» Data excerpts

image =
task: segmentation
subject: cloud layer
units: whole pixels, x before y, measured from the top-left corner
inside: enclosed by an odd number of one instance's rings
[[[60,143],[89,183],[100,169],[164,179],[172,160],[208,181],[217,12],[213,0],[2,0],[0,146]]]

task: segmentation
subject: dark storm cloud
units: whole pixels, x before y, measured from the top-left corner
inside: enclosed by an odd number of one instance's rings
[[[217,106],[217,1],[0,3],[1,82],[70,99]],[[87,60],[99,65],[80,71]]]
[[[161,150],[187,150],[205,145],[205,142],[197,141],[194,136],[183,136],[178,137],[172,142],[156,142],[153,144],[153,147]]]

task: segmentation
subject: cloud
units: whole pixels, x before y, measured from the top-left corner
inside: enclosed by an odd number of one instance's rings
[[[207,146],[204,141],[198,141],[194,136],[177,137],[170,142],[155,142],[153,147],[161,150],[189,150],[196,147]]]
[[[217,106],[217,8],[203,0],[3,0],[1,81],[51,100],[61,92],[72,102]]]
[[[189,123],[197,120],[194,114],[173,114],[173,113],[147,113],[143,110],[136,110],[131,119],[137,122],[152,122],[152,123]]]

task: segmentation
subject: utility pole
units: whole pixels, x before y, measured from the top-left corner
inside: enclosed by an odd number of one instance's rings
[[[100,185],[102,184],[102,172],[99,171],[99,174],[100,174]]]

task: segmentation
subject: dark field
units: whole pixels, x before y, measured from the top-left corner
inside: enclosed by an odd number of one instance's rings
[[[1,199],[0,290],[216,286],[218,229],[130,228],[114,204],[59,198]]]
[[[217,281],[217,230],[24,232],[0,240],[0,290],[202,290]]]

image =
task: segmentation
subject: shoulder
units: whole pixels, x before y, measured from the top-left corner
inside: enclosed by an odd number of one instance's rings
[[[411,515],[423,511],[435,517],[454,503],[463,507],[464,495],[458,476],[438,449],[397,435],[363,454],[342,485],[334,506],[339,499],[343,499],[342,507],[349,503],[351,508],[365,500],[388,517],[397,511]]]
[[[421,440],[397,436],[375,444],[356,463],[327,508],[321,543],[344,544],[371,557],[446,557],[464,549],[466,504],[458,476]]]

» Work instructions
Reproduce the items verbatim, beginning with their first line and ending after the line that contains "[[[217,281],[217,230],[24,232],[0,240],[0,290],[202,290]]]", with both of those lines included.

» Complete response
image =
task: segmentation
subject: cloud layer
units: whole pixels, x before y, measured from the top-left corner
inside: enclosed by an odd number of one instance's rings
[[[60,143],[89,183],[100,169],[164,179],[172,160],[208,181],[217,12],[213,0],[2,0],[0,146]]]

task: segmentation
subject: dark storm cloud
units: whole pixels, x before y, measured from the top-left corner
inside: enclosed by an odd number of one instance's rings
[[[217,106],[217,1],[0,3],[1,82],[70,99]],[[87,60],[99,65],[80,71]]]
[[[161,150],[187,150],[205,145],[205,142],[197,141],[194,136],[183,136],[178,137],[172,142],[156,142],[153,144],[153,147]]]

task: segmentation
subject: cloud
units: whole pixels, x before y, measured from the top-left corner
inside: enclosed by an odd number of one instance's rings
[[[207,146],[204,141],[198,141],[194,136],[177,137],[170,142],[155,142],[153,147],[161,150],[189,150],[196,147]]]
[[[217,106],[217,8],[203,0],[3,0],[1,81],[51,100],[61,92],[72,102]]]
[[[189,123],[197,120],[194,114],[173,114],[173,113],[147,113],[143,110],[136,110],[131,119],[137,122],[152,122],[152,123]]]

task: segmentation
subject: utility pole
units: whole pixels, x before y, measured from the top-left corner
inside: enclosed by an odd number of one instance's rings
[[[100,185],[102,184],[102,172],[99,171],[99,174],[100,174]]]

task: segmentation
subject: dark field
units: whole pixels, x before y, measured from the top-left corner
inside: enclosed by an odd number of one instance's rings
[[[1,199],[0,290],[216,286],[218,229],[130,228],[114,204],[59,198]]]
[[[217,281],[217,230],[24,232],[0,240],[0,290],[202,290]]]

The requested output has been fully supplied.